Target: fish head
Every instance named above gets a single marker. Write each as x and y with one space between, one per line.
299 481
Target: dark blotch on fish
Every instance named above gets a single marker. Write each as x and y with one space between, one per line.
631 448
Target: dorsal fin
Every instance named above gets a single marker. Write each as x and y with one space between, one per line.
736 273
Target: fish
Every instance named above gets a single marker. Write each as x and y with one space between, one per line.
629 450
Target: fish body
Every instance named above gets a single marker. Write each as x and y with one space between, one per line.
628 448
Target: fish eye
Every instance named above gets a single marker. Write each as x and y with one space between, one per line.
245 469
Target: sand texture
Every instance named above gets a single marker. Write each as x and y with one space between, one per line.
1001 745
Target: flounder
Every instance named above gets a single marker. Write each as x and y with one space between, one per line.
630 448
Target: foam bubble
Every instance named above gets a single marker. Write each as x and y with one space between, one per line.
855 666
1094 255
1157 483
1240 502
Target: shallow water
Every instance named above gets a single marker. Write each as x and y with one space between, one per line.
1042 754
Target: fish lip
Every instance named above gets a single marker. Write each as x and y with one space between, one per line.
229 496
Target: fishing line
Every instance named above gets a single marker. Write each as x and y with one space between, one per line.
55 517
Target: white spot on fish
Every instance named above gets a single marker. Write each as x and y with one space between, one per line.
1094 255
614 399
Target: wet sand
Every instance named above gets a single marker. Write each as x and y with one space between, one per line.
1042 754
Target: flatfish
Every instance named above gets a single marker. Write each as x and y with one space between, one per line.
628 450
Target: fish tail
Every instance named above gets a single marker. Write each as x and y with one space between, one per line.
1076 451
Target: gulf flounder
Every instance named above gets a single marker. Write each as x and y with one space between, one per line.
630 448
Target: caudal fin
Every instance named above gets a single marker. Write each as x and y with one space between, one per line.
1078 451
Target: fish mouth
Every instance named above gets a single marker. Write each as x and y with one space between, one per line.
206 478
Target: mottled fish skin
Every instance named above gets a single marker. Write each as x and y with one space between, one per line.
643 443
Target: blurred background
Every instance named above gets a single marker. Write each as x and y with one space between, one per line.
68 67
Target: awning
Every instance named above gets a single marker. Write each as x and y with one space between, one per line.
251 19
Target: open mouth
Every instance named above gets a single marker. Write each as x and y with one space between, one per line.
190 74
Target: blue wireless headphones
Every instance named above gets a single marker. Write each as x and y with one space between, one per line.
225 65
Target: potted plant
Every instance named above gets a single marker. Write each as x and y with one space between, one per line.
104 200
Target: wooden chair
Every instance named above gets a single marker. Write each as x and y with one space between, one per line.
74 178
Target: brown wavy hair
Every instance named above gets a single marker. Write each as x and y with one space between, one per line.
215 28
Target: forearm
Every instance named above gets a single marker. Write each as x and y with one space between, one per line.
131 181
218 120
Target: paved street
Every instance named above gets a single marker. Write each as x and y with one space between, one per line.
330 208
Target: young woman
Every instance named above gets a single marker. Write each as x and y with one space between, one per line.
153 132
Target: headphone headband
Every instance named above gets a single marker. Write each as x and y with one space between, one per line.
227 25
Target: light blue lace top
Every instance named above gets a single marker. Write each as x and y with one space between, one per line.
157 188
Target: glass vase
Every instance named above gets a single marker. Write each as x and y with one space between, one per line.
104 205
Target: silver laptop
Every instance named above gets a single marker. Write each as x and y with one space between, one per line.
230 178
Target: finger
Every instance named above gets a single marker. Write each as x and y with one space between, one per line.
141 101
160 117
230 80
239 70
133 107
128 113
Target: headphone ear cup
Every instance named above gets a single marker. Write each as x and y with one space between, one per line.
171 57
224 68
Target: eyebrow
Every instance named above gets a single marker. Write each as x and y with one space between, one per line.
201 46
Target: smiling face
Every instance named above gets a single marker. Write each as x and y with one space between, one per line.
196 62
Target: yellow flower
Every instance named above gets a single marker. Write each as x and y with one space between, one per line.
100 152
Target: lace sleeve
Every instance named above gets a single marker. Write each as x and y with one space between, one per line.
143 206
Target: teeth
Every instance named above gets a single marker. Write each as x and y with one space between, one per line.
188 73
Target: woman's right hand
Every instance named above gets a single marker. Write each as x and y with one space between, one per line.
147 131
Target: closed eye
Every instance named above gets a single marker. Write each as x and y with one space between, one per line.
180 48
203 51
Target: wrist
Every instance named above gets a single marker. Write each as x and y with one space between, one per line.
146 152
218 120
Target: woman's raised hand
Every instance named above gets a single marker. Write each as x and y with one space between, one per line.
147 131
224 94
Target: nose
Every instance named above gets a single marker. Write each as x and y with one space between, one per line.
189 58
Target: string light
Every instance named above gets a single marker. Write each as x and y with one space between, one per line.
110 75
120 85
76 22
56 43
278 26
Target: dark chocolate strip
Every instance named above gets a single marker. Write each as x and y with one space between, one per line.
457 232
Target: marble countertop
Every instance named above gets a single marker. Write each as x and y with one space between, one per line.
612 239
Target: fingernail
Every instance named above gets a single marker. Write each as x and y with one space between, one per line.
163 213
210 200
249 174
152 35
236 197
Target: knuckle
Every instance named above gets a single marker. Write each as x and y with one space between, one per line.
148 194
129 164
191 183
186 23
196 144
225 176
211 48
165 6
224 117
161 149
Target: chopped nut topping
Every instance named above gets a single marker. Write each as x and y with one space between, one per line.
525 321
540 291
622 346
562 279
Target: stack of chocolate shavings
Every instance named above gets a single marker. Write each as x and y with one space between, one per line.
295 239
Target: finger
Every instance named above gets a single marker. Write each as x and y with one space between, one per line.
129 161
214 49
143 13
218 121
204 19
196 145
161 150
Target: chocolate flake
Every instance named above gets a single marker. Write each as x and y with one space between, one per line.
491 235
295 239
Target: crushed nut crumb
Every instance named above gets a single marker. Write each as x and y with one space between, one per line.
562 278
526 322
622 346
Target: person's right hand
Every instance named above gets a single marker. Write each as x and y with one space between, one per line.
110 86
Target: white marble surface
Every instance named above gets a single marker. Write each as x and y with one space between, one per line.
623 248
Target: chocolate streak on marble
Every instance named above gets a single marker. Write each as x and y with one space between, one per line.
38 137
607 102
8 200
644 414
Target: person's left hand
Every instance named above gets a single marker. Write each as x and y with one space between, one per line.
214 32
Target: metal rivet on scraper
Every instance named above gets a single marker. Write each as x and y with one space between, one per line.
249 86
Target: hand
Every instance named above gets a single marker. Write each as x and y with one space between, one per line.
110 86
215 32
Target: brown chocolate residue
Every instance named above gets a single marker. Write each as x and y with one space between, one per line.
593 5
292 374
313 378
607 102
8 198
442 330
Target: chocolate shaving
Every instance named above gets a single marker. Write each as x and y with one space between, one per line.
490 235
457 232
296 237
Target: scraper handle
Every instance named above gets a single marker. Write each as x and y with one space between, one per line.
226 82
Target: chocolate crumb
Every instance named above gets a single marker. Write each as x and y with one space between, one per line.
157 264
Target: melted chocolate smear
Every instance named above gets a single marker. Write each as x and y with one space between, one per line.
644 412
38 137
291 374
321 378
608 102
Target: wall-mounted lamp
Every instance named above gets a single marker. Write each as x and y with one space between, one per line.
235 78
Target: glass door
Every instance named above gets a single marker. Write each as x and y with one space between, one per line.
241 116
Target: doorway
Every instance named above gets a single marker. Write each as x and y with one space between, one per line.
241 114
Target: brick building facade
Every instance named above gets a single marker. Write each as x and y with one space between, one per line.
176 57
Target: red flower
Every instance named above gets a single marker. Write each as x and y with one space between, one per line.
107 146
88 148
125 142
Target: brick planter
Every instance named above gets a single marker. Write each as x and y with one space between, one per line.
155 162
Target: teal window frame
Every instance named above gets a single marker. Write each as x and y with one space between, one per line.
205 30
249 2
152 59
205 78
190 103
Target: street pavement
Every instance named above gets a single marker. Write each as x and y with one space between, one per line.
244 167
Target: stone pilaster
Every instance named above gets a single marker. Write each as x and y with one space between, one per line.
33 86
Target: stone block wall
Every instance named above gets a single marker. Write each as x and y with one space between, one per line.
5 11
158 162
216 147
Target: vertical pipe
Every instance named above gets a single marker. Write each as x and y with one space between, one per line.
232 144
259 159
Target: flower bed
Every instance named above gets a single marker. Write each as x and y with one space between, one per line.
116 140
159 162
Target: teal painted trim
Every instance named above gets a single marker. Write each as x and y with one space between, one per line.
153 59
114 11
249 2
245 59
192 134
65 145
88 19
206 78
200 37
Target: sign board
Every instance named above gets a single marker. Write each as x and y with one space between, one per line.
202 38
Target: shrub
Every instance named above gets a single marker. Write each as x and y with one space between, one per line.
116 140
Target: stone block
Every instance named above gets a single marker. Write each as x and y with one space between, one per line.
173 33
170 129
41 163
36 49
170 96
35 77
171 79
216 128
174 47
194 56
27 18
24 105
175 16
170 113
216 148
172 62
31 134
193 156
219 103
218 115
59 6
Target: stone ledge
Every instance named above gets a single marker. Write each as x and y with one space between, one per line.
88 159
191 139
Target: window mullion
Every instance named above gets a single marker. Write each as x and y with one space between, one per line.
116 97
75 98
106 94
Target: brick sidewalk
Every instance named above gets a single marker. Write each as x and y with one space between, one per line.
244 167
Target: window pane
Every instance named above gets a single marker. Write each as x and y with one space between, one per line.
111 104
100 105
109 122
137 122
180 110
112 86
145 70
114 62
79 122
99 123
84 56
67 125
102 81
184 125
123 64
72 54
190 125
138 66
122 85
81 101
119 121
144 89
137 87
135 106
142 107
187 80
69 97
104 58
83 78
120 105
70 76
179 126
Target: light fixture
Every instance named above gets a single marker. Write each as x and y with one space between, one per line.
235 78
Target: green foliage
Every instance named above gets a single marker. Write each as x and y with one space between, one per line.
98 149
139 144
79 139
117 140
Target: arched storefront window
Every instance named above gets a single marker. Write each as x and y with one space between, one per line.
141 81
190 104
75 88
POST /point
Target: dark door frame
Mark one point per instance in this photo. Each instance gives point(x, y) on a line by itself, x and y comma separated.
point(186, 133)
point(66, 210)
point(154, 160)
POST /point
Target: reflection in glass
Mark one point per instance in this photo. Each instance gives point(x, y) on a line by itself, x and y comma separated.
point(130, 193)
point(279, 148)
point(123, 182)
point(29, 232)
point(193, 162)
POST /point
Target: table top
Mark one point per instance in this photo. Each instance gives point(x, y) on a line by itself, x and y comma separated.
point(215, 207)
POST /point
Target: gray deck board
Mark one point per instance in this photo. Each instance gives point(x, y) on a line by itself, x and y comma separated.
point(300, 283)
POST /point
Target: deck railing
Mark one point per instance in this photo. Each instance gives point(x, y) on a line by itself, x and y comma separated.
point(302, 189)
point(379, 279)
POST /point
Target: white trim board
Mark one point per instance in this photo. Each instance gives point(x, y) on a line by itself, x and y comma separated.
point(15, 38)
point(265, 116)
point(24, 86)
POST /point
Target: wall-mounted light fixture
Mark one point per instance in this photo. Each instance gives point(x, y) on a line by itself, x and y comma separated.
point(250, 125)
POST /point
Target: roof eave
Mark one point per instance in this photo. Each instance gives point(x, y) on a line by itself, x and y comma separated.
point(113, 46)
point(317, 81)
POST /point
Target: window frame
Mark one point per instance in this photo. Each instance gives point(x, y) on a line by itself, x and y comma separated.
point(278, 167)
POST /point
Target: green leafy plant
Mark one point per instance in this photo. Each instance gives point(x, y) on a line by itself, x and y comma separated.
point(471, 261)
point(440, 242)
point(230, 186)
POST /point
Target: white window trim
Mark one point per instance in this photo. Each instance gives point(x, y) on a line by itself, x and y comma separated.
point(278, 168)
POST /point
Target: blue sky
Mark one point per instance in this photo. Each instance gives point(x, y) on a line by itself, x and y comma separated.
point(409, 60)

..........

### The problem
Please write out the lines from the one containing "Target: window pane" to the one containing "point(379, 279)", both included, reproducing each line with no changes.

### Response to the exercise
Target: window pane
Every instance named above gets a single marker. Write each as x and y with one space between, one per line.
111 104
100 105
109 122
137 122
180 110
112 86
145 70
114 62
79 122
99 123
84 56
67 125
102 81
184 125
123 64
72 54
190 125
138 66
122 85
81 101
119 121
144 89
137 87
135 106
142 107
187 80
69 97
104 58
83 78
120 105
70 76
179 126
Target: light fixture
Every instance named above gets a single marker. Write each as x and y with one space between, one per line.
235 78
Target: green foliage
Every instance named above gets a single marker. Write each as x and y with one space between, one per line.
98 149
139 144
79 139
117 140
Target: arched storefront window
Every instance named above gets a single marker. Write each as x and y with one space between, one per line.
141 81
190 104
75 88
POST /point
Target: dark door frame
Mark one point per instance in this photo. Each instance gives point(x, y) on a line by itself, x and y comma separated.
point(186, 133)
point(66, 210)
point(154, 160)
POST /point
Target: reflection in glass
Mark one point per instance in this photo. Each instance gives point(x, y) on a line by itself, x and y comma separated.
point(130, 193)
point(279, 148)
point(123, 182)
point(29, 232)
point(193, 162)
POST /point
Target: table top
Mark one point per instance in this photo. Each instance gives point(x, y) on a line by itself, x and y comma separated.
point(215, 207)
POST /point
Target: gray deck board
Mark one point per instance in this photo. Each instance gives point(x, y) on a line by itself, x and y comma separated.
point(300, 283)
POST /point
Target: deck railing
Mark one point per instance in this photo. Each instance gives point(x, y) on a line by itself, x and y comma separated.
point(302, 189)
point(379, 279)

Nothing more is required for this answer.